* Task brief *
Copy the material below word for word, omitting the pictures.

━━━━━ Input data

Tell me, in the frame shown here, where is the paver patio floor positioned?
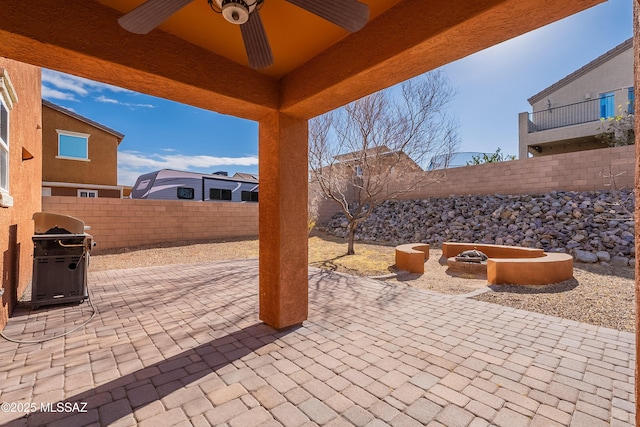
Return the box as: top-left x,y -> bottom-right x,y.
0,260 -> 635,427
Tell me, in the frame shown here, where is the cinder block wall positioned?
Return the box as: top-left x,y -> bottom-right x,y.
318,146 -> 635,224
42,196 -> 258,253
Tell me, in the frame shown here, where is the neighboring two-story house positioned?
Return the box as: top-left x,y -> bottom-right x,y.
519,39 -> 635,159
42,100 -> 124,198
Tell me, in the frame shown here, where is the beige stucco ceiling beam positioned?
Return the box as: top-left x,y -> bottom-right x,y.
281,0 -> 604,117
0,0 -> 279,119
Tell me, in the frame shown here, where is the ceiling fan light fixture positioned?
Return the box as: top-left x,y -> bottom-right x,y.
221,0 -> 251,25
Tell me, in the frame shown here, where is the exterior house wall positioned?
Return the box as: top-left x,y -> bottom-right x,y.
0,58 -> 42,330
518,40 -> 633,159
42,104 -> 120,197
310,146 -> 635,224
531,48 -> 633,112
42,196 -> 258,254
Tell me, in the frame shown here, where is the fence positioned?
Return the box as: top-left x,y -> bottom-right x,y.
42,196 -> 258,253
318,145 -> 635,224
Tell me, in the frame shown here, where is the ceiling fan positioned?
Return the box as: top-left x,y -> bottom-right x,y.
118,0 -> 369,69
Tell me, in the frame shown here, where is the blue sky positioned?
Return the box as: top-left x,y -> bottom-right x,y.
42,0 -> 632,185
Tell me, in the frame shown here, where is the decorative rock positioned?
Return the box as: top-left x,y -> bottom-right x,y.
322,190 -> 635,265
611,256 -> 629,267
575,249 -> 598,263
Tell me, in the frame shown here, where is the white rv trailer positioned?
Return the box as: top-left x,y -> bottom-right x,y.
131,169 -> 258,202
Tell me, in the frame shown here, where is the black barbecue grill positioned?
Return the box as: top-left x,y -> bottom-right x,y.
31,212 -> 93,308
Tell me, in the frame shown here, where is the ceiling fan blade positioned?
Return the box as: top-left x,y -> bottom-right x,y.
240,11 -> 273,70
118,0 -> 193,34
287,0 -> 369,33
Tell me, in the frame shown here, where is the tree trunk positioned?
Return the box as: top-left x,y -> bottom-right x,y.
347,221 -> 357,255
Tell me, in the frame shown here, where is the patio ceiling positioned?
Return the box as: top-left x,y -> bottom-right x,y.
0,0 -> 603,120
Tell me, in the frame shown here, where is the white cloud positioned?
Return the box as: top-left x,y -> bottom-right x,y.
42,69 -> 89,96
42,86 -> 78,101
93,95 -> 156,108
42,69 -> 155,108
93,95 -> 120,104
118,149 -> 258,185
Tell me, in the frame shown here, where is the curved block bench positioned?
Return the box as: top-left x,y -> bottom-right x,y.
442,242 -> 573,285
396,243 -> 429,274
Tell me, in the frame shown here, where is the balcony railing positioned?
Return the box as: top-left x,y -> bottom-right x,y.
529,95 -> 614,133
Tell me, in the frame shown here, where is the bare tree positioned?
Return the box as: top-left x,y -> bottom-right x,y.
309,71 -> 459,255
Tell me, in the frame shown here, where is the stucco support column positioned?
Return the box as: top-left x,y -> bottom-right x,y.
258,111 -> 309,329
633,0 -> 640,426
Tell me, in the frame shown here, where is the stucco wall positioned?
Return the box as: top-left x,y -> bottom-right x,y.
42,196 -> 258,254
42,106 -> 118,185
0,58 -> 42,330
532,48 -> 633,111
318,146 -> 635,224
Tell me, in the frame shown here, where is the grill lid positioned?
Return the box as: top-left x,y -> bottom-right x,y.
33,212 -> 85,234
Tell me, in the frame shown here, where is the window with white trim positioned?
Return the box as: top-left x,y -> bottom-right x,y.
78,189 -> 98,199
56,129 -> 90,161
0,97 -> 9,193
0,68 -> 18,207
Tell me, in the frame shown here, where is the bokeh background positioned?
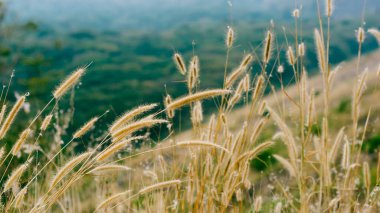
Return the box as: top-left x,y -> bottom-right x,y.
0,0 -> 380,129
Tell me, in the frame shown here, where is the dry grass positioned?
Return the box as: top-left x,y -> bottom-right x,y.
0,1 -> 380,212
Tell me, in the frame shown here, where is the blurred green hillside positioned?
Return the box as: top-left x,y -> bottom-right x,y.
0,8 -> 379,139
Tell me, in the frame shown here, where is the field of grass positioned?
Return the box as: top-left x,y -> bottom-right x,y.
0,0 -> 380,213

━━━━━━━━━━

* Solution to the exercise *
Tell me, in the frame shown here, where is the paver patio floor positioned?
Return the box as: top-left x,y -> bottom-right x,y.
0,260 -> 635,427
Tell me, in the frame shown here, where is the cinder block wall positioned?
Return the box as: top-left x,y -> bottom-right x,y.
318,146 -> 635,224
42,196 -> 258,253
Tell me, in the frame shown here, where is the neighboring two-story house positioned?
Return the box as: top-left x,y -> bottom-right x,y.
519,39 -> 635,159
42,100 -> 124,198
Tell me, in the frame shown here, where is the beige stucco ceiling beam positioned?
Return the box as: top-left x,y -> bottom-right x,y.
281,0 -> 604,117
0,0 -> 279,119
Tell me, in the frame shown here, where is the ceiling fan light fixture positioned?
Return the box as: top-left x,y -> bottom-right x,y.
221,0 -> 251,25
Tell me, in the frame shown here, where is the exterior house wall positioned?
Return the box as: top-left x,y -> bottom-right x,y.
0,58 -> 42,330
518,40 -> 633,159
42,104 -> 120,197
310,146 -> 635,224
531,48 -> 633,112
42,196 -> 258,254
Tell me, in the frame shown here, where is the fence positioned?
Return the box as: top-left x,y -> bottom-right x,y.
42,196 -> 258,253
318,145 -> 635,224
Tell me, in the frame shown here, where is the ceiling fan positioned?
Return the box as: top-left x,y -> bottom-right x,y.
118,0 -> 369,69
Tell me, in the frame shown here, where is the blue sky positioned?
Return the box as: top-left x,y -> bottom-right x,y.
42,0 -> 632,185
Tell me, in the frame shown here, where is the decorative rock positioned?
Return the box as: top-left x,y -> bottom-right x,y.
322,190 -> 635,265
611,256 -> 629,267
575,249 -> 598,263
Tell me, in the frame shown here, where is the white rv trailer positioned?
Return the box as: top-left x,y -> bottom-right x,y.
131,169 -> 258,202
Tell me, in the frame shown here, where is the black barbecue grill positioned?
Return the box as: top-left x,y -> bottom-right x,y.
31,212 -> 93,308
Tell me, in the frame shown here, where is the ceiling fan blade positioned?
Return the box as: top-left x,y -> bottom-right x,y.
240,11 -> 273,70
118,0 -> 193,34
287,0 -> 369,33
Tell me, in the frame shown here, where is the tree trunk positioned?
Return the box as: top-left x,y -> bottom-right x,y.
347,221 -> 357,255
Tell me, in the frame shown here, where is the patio ceiling positioned?
Return the box as: top-left x,y -> bottom-right x,y.
0,0 -> 603,120
Tell me, in the frame shown here, where is the white cloud positioned?
Return the box as: top-left x,y -> bottom-right x,y.
42,69 -> 89,96
42,86 -> 78,101
93,95 -> 156,108
42,69 -> 155,108
93,95 -> 120,104
118,149 -> 258,185
Tell me, in the frame shown here, where is the curved block bench positioned?
Return the box as: top-left x,y -> bottom-right x,y.
442,242 -> 573,285
396,243 -> 429,274
Tell me, in the frame shown here, where is the balcony railing positioned?
Return the box as: top-left x,y -> bottom-right x,y.
529,95 -> 614,133
Tell me, in the frame shown here, where is the bare tree positioned?
Return the box as: top-left x,y -> bottom-right x,y.
309,71 -> 459,255
Tell me, in the frame shown here, where is the stucco support column positioned?
Return the box as: top-left x,y -> bottom-right x,y.
258,111 -> 309,329
633,0 -> 640,426
Tell me, in the frame shown here, where is the stucco wall positioned?
Return the box as: top-left x,y -> bottom-right x,y.
42,196 -> 258,254
42,106 -> 118,185
0,58 -> 42,330
532,48 -> 633,111
318,146 -> 635,224
Tell me, in the frame shown here, where is the grill lid positioned?
Return the box as: top-left x,y -> bottom-right x,y.
33,212 -> 85,234
Tell me, in the frame shown here, where is the window with white trim positioned?
Return the box as: top-left x,y -> bottom-right x,y.
78,189 -> 98,199
56,129 -> 90,161
0,97 -> 9,193
0,68 -> 18,207
Tell me, in the frame shown here, where is the bokeh background positioned?
Return the box as: top-left x,y -> bottom-right x,y.
0,0 -> 380,129
Tell me, in the frame shown here, where is the dry grass positioned?
Return the box as: top-left x,y -> bottom-right x,y.
0,1 -> 380,212
Tell me, in the frame shown here, where is the blurred green hillside positioned?
Return the box as: top-left x,y -> bottom-right x,y.
0,8 -> 379,139
Tell me, in the frame shown here, where is the field of grass positioned?
Return the box as: top-left x,y -> bottom-right x,y.
0,0 -> 380,213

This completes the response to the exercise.